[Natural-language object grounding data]
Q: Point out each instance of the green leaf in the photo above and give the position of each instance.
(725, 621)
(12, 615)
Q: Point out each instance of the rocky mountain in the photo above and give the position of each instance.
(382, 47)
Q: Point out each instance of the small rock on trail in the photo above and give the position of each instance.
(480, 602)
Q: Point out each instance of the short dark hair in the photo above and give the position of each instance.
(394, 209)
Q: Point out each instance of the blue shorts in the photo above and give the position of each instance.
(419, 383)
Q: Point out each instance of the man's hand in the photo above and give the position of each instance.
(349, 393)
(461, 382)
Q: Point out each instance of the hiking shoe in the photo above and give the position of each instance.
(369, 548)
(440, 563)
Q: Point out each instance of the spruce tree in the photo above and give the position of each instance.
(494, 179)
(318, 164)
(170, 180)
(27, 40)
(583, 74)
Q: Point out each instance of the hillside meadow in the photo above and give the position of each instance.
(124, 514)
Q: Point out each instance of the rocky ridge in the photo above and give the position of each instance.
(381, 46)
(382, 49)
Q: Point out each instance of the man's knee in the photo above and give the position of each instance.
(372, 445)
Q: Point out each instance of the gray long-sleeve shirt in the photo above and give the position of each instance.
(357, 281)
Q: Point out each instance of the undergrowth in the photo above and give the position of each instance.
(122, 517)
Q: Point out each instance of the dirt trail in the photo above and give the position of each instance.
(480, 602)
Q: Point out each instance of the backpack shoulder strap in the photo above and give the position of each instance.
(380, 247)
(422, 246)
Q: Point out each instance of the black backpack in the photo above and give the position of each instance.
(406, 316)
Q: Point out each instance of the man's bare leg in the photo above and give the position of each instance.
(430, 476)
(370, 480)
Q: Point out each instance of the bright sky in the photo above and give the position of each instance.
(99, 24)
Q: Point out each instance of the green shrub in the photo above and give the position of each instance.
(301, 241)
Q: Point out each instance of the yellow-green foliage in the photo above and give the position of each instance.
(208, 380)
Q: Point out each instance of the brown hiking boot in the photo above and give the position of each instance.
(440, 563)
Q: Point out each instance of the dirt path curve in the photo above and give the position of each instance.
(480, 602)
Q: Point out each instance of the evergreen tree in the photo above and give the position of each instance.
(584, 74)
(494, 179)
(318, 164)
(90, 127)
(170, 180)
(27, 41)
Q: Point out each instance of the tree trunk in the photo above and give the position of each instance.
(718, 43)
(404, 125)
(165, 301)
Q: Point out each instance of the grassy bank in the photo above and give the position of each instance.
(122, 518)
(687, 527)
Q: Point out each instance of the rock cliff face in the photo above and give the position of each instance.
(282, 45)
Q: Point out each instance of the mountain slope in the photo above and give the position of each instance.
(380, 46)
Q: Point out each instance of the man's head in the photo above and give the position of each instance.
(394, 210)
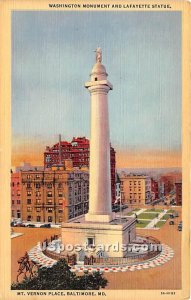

EXERCISE - Please, without any pictures, print each entry exactly.

RESPONSE FOR THIS EXERCISE -
Q: Point out each instance of the green leaf in the photo above and give the position of each instance.
(725, 621)
(12, 615)
Q: Point out each instance of the rocky mountain in the photo above and give the position of each instance.
(382, 47)
Q: Point out each instance of the small rock on trail in the photo above and give the position of each instance.
(480, 602)
Q: Point out each instance of the short dark hair in the photo above and give the position of each instance.
(394, 209)
Q: Point out each instance of the blue shorts in the photo above and give the position of each instance.
(419, 383)
Q: Point out each instance of the man's hand in the photo above and give the position of each instance.
(349, 393)
(461, 382)
Q: Point out each instance of the hiking shoe in the photo above and give the position of each instance.
(369, 548)
(440, 563)
Q: Point out each instance of the spruce tree in the photo above and give the position of each instance.
(494, 179)
(318, 164)
(170, 180)
(27, 40)
(583, 74)
Q: Point out each instance of the hillside meadow in the photo above and give the position of each instance.
(124, 514)
Q: Point out each instance of the rocky ridge in the photo above and give the position of each instance.
(381, 46)
(382, 49)
Q: Point out each instance of the man's knee in the photo above and give the position of each instance.
(372, 445)
Q: Point out each instance of the gray long-sleeve shirt in the photo above and give the position of each instance.
(357, 281)
Q: Point out each instance of the undergrowth in the photo above and give the position of each instance.
(122, 517)
Q: Point out each instance of the dirt trail in the photo above and give the position of each instance.
(480, 602)
Q: Point out each instance of the backpack shoulder strap in the photo above and give the position of each instance.
(380, 247)
(422, 246)
Q: Point out each instance of the black backpack in the photo above and give the position of each instance.
(406, 316)
Q: Point out each instance of the man's bare leg in the photo above and give the position of each instance.
(430, 476)
(370, 480)
Q: Point out each instance of the bright sky in the photo above and give the position of each instance.
(99, 24)
Q: Point out each instance of the green shrub in the photo above and give the position of each instance.
(301, 241)
Q: Point out each instance of the yellow-green foliage in the photo above and give the position of each instance.
(208, 380)
Q: Point out each instance of the brown hiking boot in the photo above and give the position of each instance.
(440, 563)
Q: Point out each instance of the dirt path curve in the photo above and give the position of each instance.
(480, 602)
Q: Point out each instance of the evergreen tree in the photo above and give the position of each instance.
(584, 74)
(494, 179)
(318, 164)
(90, 127)
(170, 180)
(27, 41)
Q: Point out each instance of the tree trunk in the photo above and give the position of each instance.
(718, 43)
(404, 125)
(165, 301)
Q: Point out each instance of the grassy bank in the photo above and give the position of each instance.
(122, 518)
(687, 527)
Q: Point out each instance of the rock cliff face in the photo above and give the position of each instance.
(282, 45)
Q: Point out each instance of the mountain slope in the photo above and give the position of each instance.
(380, 46)
Q: Point out each instance of the man's head in the photo above and give the position of each instance.
(394, 210)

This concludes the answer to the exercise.